_Problem details:_ Rewrite every line of the entries below as a numbered list, skipping any blank lines and leaving out the pictures.
* START Data listing *
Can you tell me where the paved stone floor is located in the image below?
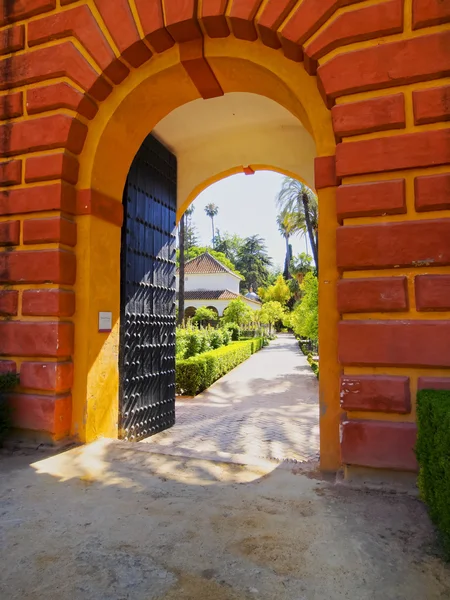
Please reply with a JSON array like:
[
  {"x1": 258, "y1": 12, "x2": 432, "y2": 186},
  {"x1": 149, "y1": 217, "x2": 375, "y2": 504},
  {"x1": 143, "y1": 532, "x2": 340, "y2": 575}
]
[
  {"x1": 0, "y1": 440, "x2": 450, "y2": 600},
  {"x1": 145, "y1": 335, "x2": 319, "y2": 461}
]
* END Data listing *
_Written solution:_
1. Can you tell me where the paved stone floor is located in the image below?
2. Please reply with a JSON array like:
3. [
4.   {"x1": 258, "y1": 12, "x2": 432, "y2": 186},
5.   {"x1": 149, "y1": 217, "x2": 375, "y2": 504},
6.   {"x1": 143, "y1": 532, "x2": 340, "y2": 575}
7. ]
8. [
9.   {"x1": 0, "y1": 440, "x2": 450, "y2": 600},
10.   {"x1": 145, "y1": 335, "x2": 319, "y2": 461}
11. ]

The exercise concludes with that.